◆ Задание a ◆
Воспроизведите без изменений часть текста об архитекторе Михаиле Будиловском, начиная со слов «Архитектор Михаил Будиловский: о» и далее до слов «он принимал участие.» включительно.

◆ Выбранный текст ◆
***
Архитектор Михаил Будиловский: о приличных людях в СССР и за его пределами
Биография Михаила Будиловского не лишена неожиданных поворотов: успешный, востребованный архитектор на пике карьеры покидает родную страну, уезжая в США, где может рассчитывать разве что на статус никому не известного иммигранта. Однако талант Михаила заметили, и архитектор получил возможность дальше развивать карьеру во всемирно известном чикагском бюро «Murphy / Jahn Architects». Между тем в Советском Союзе имя Будиловского было вычеркнуто и из истории архитектуры в целом, и из списков авторов проектов, в разработке которых он принимал участие.
Корпус факультета физики КНУ им.Тараса Шевченко
Статья из печатной версии журнала ART UKRAINE №3-5 (34-36) за июнь-сентябрь 2013 года. Тема номера: “Архитектура советского неомодернизма”
Михаил Будиловский - ученик выдающегося архитектора Иосифа Каракиса, чей жизненный путь был не менее драматичным. Когда 1951 Каракиса обвинили в космополитизме и уволили с должности преподавателя Киевского инженерно-строительного института, Будиловский организовал сбор подписей под «письмом тринадцати», вошедшего в историю как публичное обращение студентов в поддержку своего преподавателя.
За время работы в институте «Киевпроект» (1953-1978) Будиловский реализовал несколько крупных проектов: здание музыкально-хореографического училища в Киеве на Сырце (1966), новый комплекс Киевского университета им. Тараса Шевченко (1972-1974), здание Республиканской детской библиотеки в Киеве на Нивках (1975-1978).
Современники Михаила вспоминают, что в тот период он был кумиром архитекторов начинающих с «Киевпроекта», целенаправленным и энергичным человеком: успевал контролировать рабочий процесс на стройплощадке, корректировать работу мастерской и умело рисовать перспективы для демонстраций на худсоветах.
***
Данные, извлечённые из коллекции
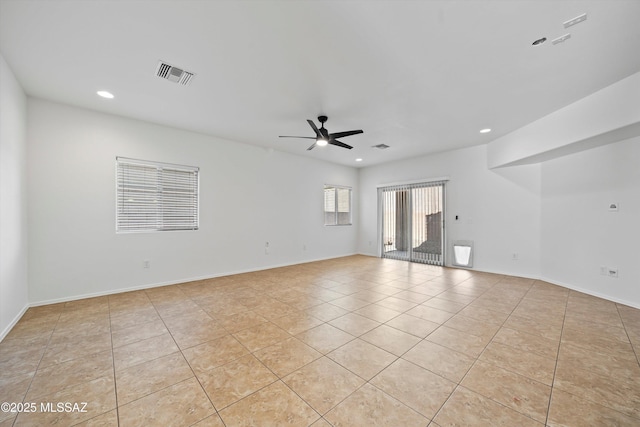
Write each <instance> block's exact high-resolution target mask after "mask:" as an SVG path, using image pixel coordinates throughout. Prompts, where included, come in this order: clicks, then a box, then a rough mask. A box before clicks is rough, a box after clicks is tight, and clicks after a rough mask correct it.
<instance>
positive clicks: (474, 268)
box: [360, 253, 640, 309]
mask: <svg viewBox="0 0 640 427" xmlns="http://www.w3.org/2000/svg"><path fill="white" fill-rule="evenodd" d="M360 255H366V256H376V257H377V258H380V256H378V255H371V254H367V253H360ZM444 267H446V268H457V269H461V270H470V271H477V272H479V273H491V274H499V275H502V276H512V277H522V278H524V279H532V280H540V281H542V282H547V283H551V284H552V285H556V286H560V287H563V288H567V289H571V290H572V291H576V292H582V293H583V294H587V295H591V296H594V297H598V298H602V299H605V300H607V301H611V302H615V303H618V304H624V305H627V306H629V307H633V308H637V309H640V303H635V302H633V301H628V300H624V299H621V298H615V297H612V296H611V295H605V294H601V293H599V292H594V291H592V290H590V289H585V288H581V287H580V286H576V285H572V284H569V283H563V282H559V281H557V280H553V279H550V278H548V277H542V276H539V275H522V274H514V273H505V272H502V271H495V270H479V269H475V268H461V267H456V266H452V265H445V266H444Z"/></svg>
***
◆ Задание b ◆
Преобразуйте строки записей от самого начала до строки с «box: [360, 253, 640, 309]» включительно в нумерованный список, пропустив пустые строки. Изображения в ответ не включайте.

◆ Ответ к заданию a ◆
Архитектор Михаил Будиловский: о приличных людях в СССР и за его пределами
Биография Михаила Будиловского не лишена неожиданных поворотов: успешный, востребованный архитектор на пике карьеры покидает родную страну, уезжая в США, где может рассчитывать разве что на статус никому не известного иммигранта. Однако талант Михаила заметили, и архитектор получил возможность дальше развивать карьеру во всемирно известном чикагском бюро «Murphy / Jahn Architects». Между тем в Советском Союзе имя Будиловского было вычеркнуто и из истории архитектуры в целом, и из списков авторов проектов, в разработке которых он принимал участие.

◆ Ответ к заданию b ◆
1. Write each <instance> block's exact high-resolution target mask after "mask:" as an SVG path, using image pixel coordinates throughout. Prompts, where included, come in this order: clicks, then a box, then a rough mask. A box before clicks is rough, a box after clicks is tight, and clicks after a rough mask correct it.
2. <instance>
3. positive clicks: (474, 268)
4. box: [360, 253, 640, 309]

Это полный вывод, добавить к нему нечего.